* Supplied material
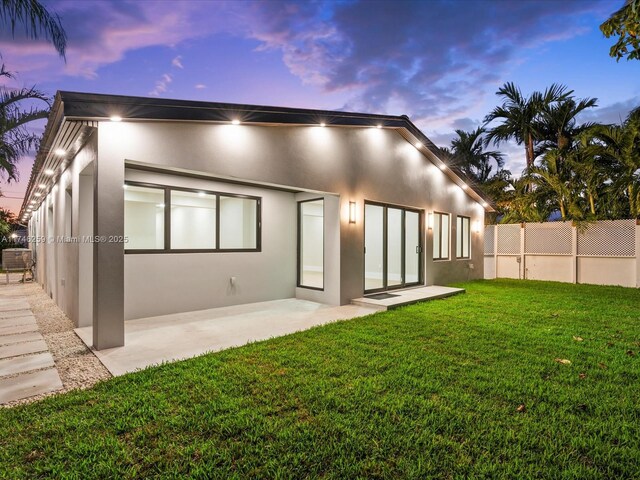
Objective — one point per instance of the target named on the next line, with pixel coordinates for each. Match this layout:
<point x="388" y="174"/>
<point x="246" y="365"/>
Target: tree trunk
<point x="529" y="154"/>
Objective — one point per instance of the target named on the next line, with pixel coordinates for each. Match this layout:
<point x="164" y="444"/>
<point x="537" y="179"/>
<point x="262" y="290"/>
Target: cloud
<point x="177" y="62"/>
<point x="161" y="85"/>
<point x="614" y="113"/>
<point x="432" y="60"/>
<point x="101" y="32"/>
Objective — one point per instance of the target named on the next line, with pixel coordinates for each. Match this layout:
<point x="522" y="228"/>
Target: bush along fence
<point x="600" y="253"/>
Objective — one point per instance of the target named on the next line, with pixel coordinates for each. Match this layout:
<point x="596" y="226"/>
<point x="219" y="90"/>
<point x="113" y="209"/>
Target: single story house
<point x="139" y="207"/>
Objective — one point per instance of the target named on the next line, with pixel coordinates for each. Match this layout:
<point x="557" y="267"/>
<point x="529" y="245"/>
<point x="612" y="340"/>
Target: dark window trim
<point x="459" y="234"/>
<point x="299" y="251"/>
<point x="385" y="287"/>
<point x="440" y="257"/>
<point x="167" y="220"/>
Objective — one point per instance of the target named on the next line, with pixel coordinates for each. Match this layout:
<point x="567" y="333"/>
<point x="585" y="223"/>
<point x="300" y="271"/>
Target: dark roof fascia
<point x="416" y="132"/>
<point x="86" y="106"/>
<point x="99" y="106"/>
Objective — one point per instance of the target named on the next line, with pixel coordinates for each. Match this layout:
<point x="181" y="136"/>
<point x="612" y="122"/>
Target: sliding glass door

* Problem to solve
Write out every record above exactly as it stands, but leave out the pictures.

* Exercise output
Objective — one point per instance of the target named on the next line, with pixel coordinates for each. Match this layout:
<point x="388" y="174"/>
<point x="246" y="365"/>
Target: tree trunk
<point x="529" y="154"/>
Objective — one point per instance of the target named on the next line, with pixel coordinates for each. Match this layout:
<point x="164" y="444"/>
<point x="537" y="179"/>
<point x="262" y="290"/>
Target: cloud
<point x="177" y="62"/>
<point x="161" y="85"/>
<point x="614" y="113"/>
<point x="432" y="60"/>
<point x="101" y="32"/>
Objective — one point per instance of the target named on the next line, with pixel coordinates for each. Match this layout:
<point x="522" y="228"/>
Target: bush along fence
<point x="600" y="253"/>
Objective — one point per instance of the target named on the next line, with pixel coordinates for each. Match this layout:
<point x="596" y="226"/>
<point x="219" y="90"/>
<point x="113" y="209"/>
Target: single story house
<point x="139" y="207"/>
Objective — one point per instance of the target named on the next line, with pixel coordinates for each. Match this layout:
<point x="557" y="267"/>
<point x="529" y="245"/>
<point x="612" y="340"/>
Target: dark window trim
<point x="459" y="234"/>
<point x="299" y="251"/>
<point x="385" y="287"/>
<point x="440" y="257"/>
<point x="167" y="220"/>
Objective — one point per instance of the target named on the next line, with pixel coordinates for each. Match this layout:
<point x="567" y="333"/>
<point x="585" y="223"/>
<point x="300" y="271"/>
Target: dark roof fascia
<point x="416" y="132"/>
<point x="86" y="106"/>
<point x="99" y="106"/>
Objective — one point per instance of the target named on the next line, with pixel coordinates for each. Match this layout:
<point x="181" y="136"/>
<point x="612" y="122"/>
Target: sliding glass door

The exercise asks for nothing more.